_WRITTEN PROBLEM:_ Repeat, word for word, the lines of the records below, beginning at the line that contains "If you would be willing to tag the car headlight" and stopping after the line that contains "(1383, 597)".

━━━ SUPPLIED DATA ━━━

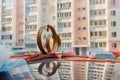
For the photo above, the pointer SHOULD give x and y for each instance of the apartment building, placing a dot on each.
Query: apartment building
(65, 22)
(32, 23)
(104, 17)
(81, 27)
(80, 70)
(12, 23)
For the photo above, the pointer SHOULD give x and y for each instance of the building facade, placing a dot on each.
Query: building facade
(86, 25)
(12, 23)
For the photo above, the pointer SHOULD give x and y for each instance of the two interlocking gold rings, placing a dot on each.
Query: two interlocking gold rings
(56, 40)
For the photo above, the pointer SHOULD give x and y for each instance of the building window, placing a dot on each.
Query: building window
(113, 23)
(113, 13)
(114, 45)
(114, 34)
(113, 2)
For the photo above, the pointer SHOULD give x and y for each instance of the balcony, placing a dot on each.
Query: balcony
(98, 39)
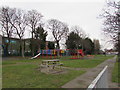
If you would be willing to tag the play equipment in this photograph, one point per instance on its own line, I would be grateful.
(54, 53)
(77, 54)
(36, 56)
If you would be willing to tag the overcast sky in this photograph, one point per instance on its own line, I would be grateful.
(83, 13)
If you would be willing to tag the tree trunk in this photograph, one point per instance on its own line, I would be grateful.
(23, 50)
(22, 53)
(58, 47)
(119, 47)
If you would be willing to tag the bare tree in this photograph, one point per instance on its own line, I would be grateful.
(34, 20)
(6, 14)
(112, 22)
(59, 30)
(19, 24)
(79, 31)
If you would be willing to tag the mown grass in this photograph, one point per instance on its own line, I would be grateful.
(116, 72)
(24, 76)
(24, 73)
(86, 63)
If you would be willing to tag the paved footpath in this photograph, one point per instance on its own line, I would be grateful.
(84, 80)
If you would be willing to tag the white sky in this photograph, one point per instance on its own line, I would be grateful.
(83, 13)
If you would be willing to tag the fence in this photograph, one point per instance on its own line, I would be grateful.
(101, 81)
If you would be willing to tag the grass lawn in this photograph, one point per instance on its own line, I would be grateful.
(116, 73)
(24, 76)
(86, 63)
(24, 73)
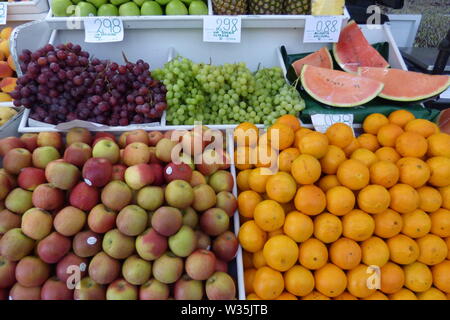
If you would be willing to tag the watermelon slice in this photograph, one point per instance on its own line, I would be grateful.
(338, 88)
(353, 50)
(321, 58)
(400, 85)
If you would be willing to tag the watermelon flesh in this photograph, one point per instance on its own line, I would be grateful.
(353, 50)
(400, 85)
(321, 58)
(338, 88)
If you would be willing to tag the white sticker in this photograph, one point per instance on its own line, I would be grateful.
(322, 29)
(321, 122)
(222, 29)
(3, 12)
(103, 29)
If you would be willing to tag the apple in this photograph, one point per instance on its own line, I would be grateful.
(84, 197)
(37, 223)
(101, 219)
(103, 269)
(30, 178)
(69, 221)
(97, 172)
(43, 156)
(32, 272)
(86, 244)
(200, 265)
(150, 245)
(78, 153)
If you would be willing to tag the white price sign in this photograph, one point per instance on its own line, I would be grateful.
(322, 28)
(222, 29)
(103, 29)
(3, 12)
(321, 122)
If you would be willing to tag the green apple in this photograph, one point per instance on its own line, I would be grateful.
(151, 8)
(129, 9)
(108, 10)
(59, 7)
(176, 7)
(198, 7)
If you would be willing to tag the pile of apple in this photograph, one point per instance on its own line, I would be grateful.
(103, 218)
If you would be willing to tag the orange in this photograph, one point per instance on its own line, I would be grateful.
(430, 199)
(358, 225)
(439, 145)
(286, 157)
(299, 281)
(440, 171)
(332, 159)
(433, 250)
(365, 156)
(340, 200)
(251, 237)
(388, 134)
(345, 253)
(401, 117)
(280, 252)
(313, 254)
(314, 143)
(441, 276)
(388, 224)
(373, 122)
(357, 280)
(268, 283)
(432, 294)
(354, 145)
(310, 200)
(269, 215)
(368, 141)
(374, 199)
(403, 294)
(418, 277)
(416, 224)
(328, 182)
(289, 120)
(375, 252)
(411, 144)
(249, 276)
(413, 171)
(340, 135)
(421, 126)
(440, 223)
(387, 154)
(327, 227)
(247, 202)
(306, 169)
(298, 226)
(384, 173)
(392, 278)
(403, 249)
(330, 280)
(281, 187)
(246, 134)
(404, 198)
(353, 174)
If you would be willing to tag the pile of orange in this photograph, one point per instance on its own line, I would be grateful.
(345, 217)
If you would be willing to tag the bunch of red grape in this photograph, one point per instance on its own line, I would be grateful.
(61, 84)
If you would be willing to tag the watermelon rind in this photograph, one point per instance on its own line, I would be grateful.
(369, 97)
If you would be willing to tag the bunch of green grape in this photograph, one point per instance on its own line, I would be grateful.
(226, 94)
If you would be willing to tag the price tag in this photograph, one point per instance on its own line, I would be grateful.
(322, 28)
(103, 29)
(3, 12)
(321, 122)
(222, 29)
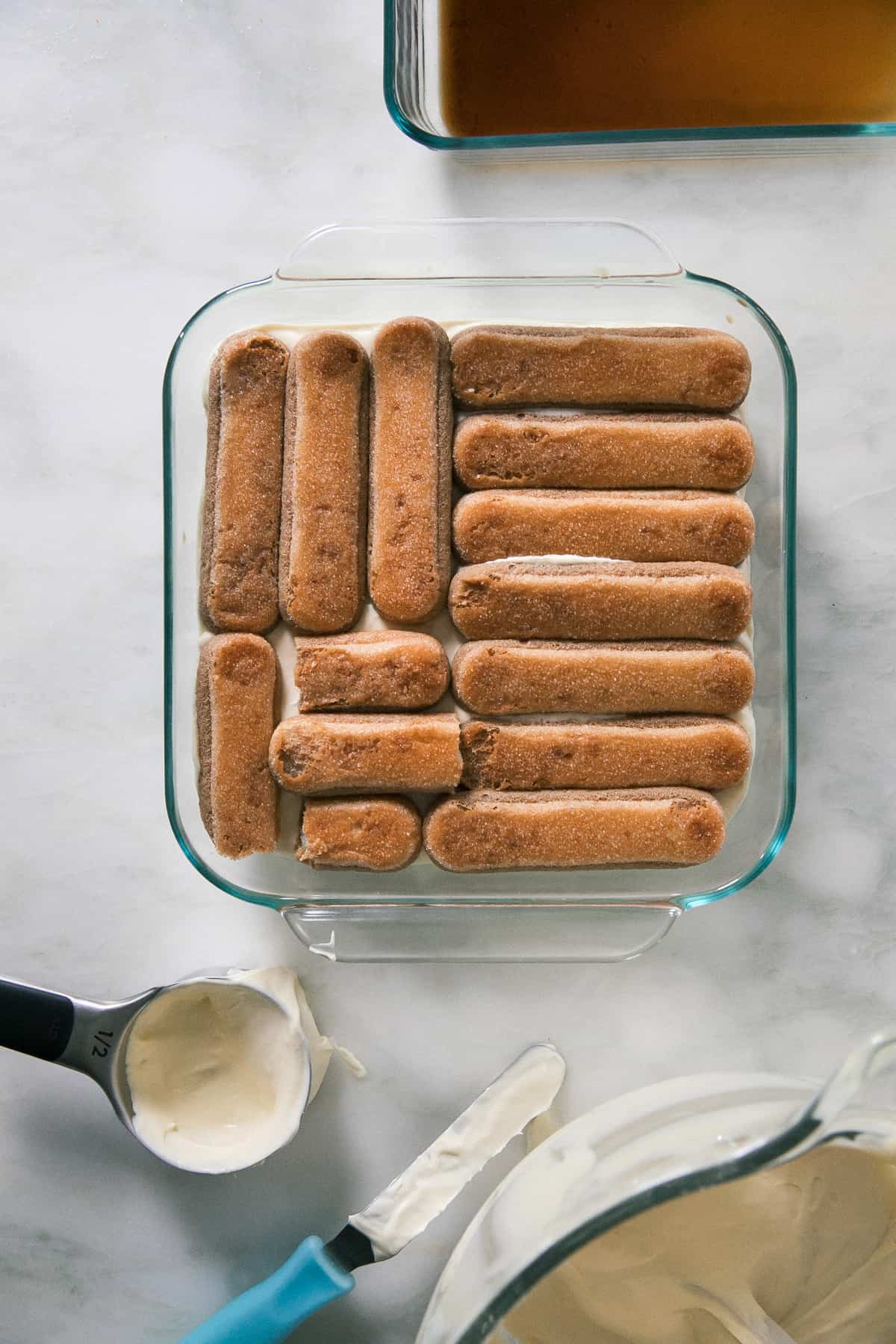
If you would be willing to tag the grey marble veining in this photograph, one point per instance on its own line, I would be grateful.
(155, 155)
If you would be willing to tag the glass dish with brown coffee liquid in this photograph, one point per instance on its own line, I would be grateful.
(541, 66)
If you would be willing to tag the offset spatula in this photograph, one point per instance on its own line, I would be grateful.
(316, 1275)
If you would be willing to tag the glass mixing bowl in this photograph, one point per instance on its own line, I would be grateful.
(637, 1152)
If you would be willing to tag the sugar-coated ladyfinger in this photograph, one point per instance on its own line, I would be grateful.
(489, 831)
(410, 497)
(648, 676)
(375, 833)
(243, 465)
(622, 524)
(367, 753)
(235, 717)
(600, 600)
(697, 752)
(600, 366)
(603, 452)
(370, 670)
(324, 503)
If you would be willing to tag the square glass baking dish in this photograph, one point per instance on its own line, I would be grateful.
(541, 272)
(411, 74)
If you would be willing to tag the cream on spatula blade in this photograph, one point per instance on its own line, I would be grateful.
(316, 1275)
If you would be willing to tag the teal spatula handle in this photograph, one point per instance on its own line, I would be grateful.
(267, 1312)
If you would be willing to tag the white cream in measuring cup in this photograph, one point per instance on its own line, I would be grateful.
(220, 1070)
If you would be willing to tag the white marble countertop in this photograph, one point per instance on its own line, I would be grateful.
(153, 156)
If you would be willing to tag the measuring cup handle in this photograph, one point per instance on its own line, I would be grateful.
(35, 1021)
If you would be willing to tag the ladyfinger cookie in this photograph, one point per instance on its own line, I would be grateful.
(600, 600)
(697, 752)
(370, 670)
(374, 833)
(484, 831)
(324, 515)
(600, 366)
(650, 676)
(622, 524)
(243, 465)
(603, 452)
(367, 753)
(234, 717)
(410, 504)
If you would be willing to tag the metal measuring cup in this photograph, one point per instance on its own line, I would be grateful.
(92, 1035)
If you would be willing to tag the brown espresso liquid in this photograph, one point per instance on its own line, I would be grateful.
(516, 66)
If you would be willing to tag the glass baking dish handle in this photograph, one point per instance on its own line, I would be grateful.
(464, 249)
(474, 932)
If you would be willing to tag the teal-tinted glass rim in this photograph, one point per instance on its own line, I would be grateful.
(788, 559)
(566, 1246)
(570, 140)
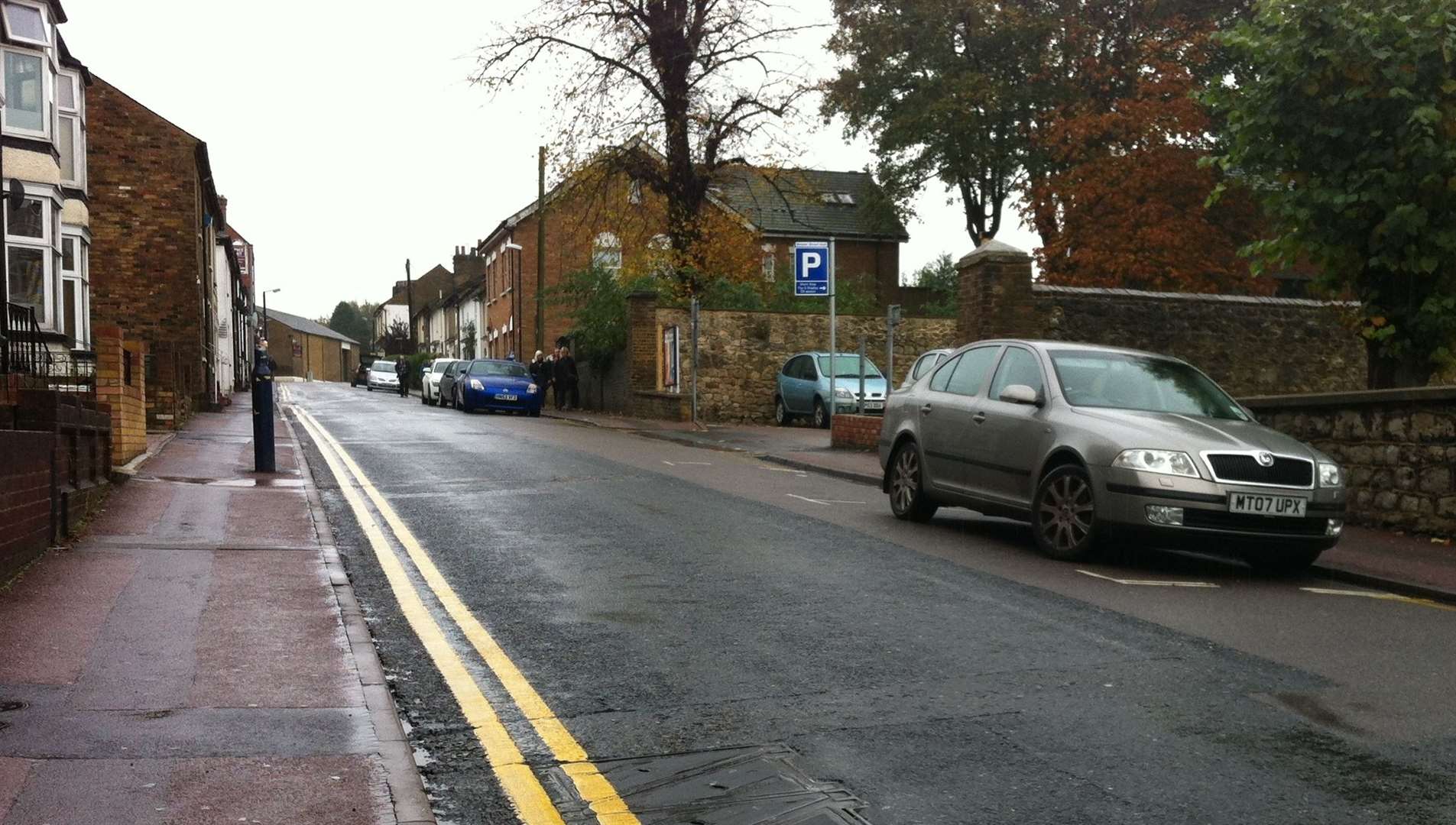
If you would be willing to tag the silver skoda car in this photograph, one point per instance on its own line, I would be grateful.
(1088, 443)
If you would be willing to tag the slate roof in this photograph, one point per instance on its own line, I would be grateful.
(791, 202)
(307, 326)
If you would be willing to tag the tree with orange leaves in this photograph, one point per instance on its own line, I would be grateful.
(1118, 196)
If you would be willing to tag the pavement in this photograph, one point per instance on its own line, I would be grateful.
(1409, 565)
(199, 657)
(589, 620)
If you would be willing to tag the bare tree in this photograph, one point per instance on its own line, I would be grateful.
(704, 79)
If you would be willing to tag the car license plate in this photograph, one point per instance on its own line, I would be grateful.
(1260, 504)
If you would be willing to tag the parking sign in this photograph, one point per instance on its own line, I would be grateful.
(812, 268)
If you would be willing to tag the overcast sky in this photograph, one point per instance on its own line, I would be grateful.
(347, 138)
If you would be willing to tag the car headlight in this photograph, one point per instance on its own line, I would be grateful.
(1165, 461)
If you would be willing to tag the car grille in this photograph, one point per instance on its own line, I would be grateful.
(1247, 522)
(1241, 467)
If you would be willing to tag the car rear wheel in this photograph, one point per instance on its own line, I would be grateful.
(781, 413)
(1282, 562)
(907, 498)
(1065, 514)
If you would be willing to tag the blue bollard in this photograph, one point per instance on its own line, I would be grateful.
(264, 460)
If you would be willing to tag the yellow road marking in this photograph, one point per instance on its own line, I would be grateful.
(593, 788)
(524, 791)
(1383, 597)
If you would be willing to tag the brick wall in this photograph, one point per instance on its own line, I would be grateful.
(122, 384)
(855, 431)
(1398, 450)
(148, 260)
(1247, 344)
(25, 498)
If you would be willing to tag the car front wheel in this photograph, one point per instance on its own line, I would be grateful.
(781, 413)
(1065, 514)
(907, 498)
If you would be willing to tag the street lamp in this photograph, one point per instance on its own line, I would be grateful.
(516, 297)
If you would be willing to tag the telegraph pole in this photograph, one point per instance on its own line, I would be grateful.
(540, 249)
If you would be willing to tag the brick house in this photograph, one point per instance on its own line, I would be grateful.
(753, 215)
(156, 225)
(307, 350)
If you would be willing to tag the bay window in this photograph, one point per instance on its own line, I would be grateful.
(25, 93)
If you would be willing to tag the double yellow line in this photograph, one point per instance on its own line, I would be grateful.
(532, 802)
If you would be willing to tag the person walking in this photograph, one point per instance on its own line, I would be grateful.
(569, 370)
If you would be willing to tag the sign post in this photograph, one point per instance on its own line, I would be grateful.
(812, 277)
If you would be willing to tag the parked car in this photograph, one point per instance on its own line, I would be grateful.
(447, 380)
(929, 360)
(503, 386)
(804, 387)
(362, 373)
(430, 380)
(1088, 443)
(382, 377)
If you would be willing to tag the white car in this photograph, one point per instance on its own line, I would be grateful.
(382, 377)
(430, 380)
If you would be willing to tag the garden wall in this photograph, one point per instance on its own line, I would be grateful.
(1398, 450)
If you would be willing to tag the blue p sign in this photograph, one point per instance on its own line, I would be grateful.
(812, 268)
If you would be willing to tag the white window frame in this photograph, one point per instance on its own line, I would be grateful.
(47, 96)
(48, 244)
(77, 117)
(46, 24)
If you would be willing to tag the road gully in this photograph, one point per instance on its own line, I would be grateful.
(589, 626)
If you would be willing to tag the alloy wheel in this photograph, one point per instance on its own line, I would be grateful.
(1066, 514)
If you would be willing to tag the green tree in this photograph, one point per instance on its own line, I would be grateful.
(944, 283)
(1344, 124)
(942, 88)
(349, 321)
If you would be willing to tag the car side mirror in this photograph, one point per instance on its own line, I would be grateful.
(1021, 395)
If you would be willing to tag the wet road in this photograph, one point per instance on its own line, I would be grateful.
(733, 642)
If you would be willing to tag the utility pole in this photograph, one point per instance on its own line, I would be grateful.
(540, 249)
(410, 310)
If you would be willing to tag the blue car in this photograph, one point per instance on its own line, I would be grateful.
(803, 387)
(501, 386)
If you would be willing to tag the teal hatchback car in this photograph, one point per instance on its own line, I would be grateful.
(803, 387)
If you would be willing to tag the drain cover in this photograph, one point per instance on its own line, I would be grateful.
(735, 786)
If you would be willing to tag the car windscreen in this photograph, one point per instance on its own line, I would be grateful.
(1118, 380)
(848, 367)
(500, 368)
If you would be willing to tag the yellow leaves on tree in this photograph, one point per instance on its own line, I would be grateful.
(1121, 202)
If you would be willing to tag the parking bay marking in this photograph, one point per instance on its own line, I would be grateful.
(1382, 597)
(826, 503)
(527, 794)
(1149, 582)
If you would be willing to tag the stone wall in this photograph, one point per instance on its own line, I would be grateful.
(740, 352)
(1248, 344)
(1398, 450)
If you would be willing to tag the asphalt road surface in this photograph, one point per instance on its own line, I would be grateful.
(730, 642)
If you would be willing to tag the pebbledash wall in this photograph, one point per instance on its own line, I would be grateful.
(1398, 450)
(740, 354)
(1251, 345)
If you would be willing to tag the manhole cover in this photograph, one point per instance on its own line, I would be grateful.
(734, 786)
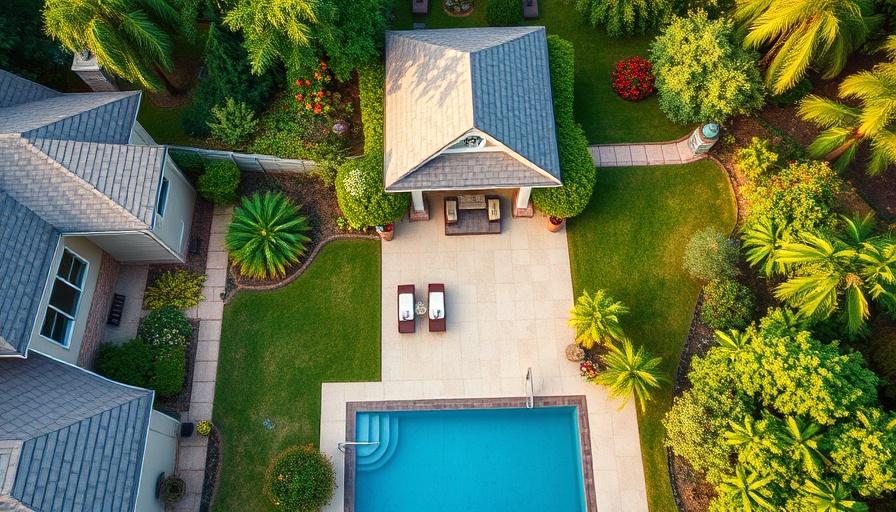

━━━

_PROBLEM SOLUTION:_
If you would be willing to tag the car headlight in this photograph, one point per instance on its own line, I would be grateful.
(1165, 461)
If you would be willing to tag the car grille in this photograph, one point per instance on its own line, I would be grateful.
(1247, 522)
(1241, 467)
If you would be willing to tag the car rear wheel in this photograph, one point per instance on its own line, I would be grateful.
(781, 413)
(1282, 562)
(907, 498)
(1065, 514)
If you would be willing to tag the blue bollard in this photograph, one point per instance on its own line, I would be grateful.
(264, 460)
If you would be willing to tag the yellow road marking in this photograph, one point per instance on its own line, I would be grateful.
(593, 788)
(524, 791)
(1383, 597)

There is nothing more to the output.